Task directions: Repeat the listing below verbatim, keeping every line in its original order.
------------------------------------------------------------------------
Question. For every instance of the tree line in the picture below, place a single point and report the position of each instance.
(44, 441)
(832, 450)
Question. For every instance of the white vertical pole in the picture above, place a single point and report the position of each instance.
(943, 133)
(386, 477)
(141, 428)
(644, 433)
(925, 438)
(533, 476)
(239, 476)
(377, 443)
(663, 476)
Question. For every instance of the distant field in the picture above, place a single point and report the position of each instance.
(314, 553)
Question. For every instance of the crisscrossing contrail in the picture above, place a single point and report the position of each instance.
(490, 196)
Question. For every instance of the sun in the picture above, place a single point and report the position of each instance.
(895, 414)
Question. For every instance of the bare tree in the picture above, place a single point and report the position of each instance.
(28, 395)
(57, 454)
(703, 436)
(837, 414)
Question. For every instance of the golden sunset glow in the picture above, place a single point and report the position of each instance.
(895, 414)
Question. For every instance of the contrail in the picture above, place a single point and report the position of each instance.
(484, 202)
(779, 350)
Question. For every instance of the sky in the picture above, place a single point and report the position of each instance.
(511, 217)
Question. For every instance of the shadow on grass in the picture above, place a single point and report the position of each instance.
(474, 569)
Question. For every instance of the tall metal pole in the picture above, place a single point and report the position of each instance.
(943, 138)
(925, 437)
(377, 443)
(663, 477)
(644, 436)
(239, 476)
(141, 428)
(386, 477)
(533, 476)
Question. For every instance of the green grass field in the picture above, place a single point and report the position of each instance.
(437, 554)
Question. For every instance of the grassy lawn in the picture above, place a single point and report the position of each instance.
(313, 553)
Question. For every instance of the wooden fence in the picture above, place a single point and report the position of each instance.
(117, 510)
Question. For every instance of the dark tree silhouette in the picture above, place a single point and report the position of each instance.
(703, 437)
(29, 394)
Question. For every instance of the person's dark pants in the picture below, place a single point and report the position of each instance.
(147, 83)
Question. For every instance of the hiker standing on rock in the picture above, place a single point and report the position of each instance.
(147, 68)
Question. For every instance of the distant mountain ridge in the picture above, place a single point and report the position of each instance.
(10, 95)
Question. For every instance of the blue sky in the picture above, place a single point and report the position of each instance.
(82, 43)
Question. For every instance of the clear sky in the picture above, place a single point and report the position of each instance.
------------------------------------------------------------------------
Answer below:
Question. For every instance of the tree line in the picture below, place a single point and report the position of each instance.
(44, 441)
(832, 450)
Question. For every instance of the white vertical pole in the picture above, place a single point and report the position of each instance.
(943, 133)
(386, 477)
(141, 428)
(644, 433)
(925, 438)
(533, 476)
(239, 476)
(377, 443)
(663, 476)
Question. For every instance of the distant field in the picture above, place a single point and report the position of each instance.
(314, 553)
Question. For every instance of the crisscrossing contrail in the picture above, place a single point and report the position of each instance.
(490, 196)
Question. For every instance of the sun in the picture above, place a single point and report the position of each instance.
(895, 414)
Question. For every instance of the bare tree in the picture above, place a single point and report the position of each instance.
(28, 395)
(57, 454)
(703, 436)
(837, 414)
Question. For every instance of the golden sunset glow in the picture above, place a single point and report the position of each instance.
(895, 414)
Question. For every instance of the contrail in the picture above, place a single point and report the position of each instance.
(484, 202)
(779, 350)
Question. For every instance of the sky in the picture above, place a single point and report the position of each instance.
(511, 217)
Question. For every instance of the shadow on grass in the picture above, place a single point and report the position of each instance.
(474, 569)
Question. For every instance of the tall metal pole in the picture above, place a single point and report the position of each instance.
(943, 138)
(925, 437)
(377, 443)
(663, 477)
(644, 436)
(239, 476)
(141, 428)
(386, 477)
(533, 476)
Question. For every instance of the green grass field in the picture above, place a single point and report the position of each instance.
(437, 554)
Question. For every instance of the grassy lawn in the picture above, place a single point and report the position of each instance.
(313, 553)
Question. For every instance of the wooden fence in the picture above, place a single point and report the position of each instance.
(117, 510)
Question. For every instance of the dark tree silhouette in the picture above, place a single point and report the position of each instance.
(703, 437)
(29, 394)
Question. For every instance of the person's dark pants in the picture below, place a single point and report the position of each instance.
(147, 83)
Question. For every instance of the hiker standing on rock in the picture above, place a single point and report the position of each instance.
(147, 68)
Question. For every instance of the distant mountain ridge in the picture above, place a single point and report the position of each instance.
(10, 95)
Question. For every instance of the blue sky in the picture above, place a single point and report the position of each instance.
(82, 43)
Question. For every instance of the clear sky in the picture above, place a single point and report the position of each instance.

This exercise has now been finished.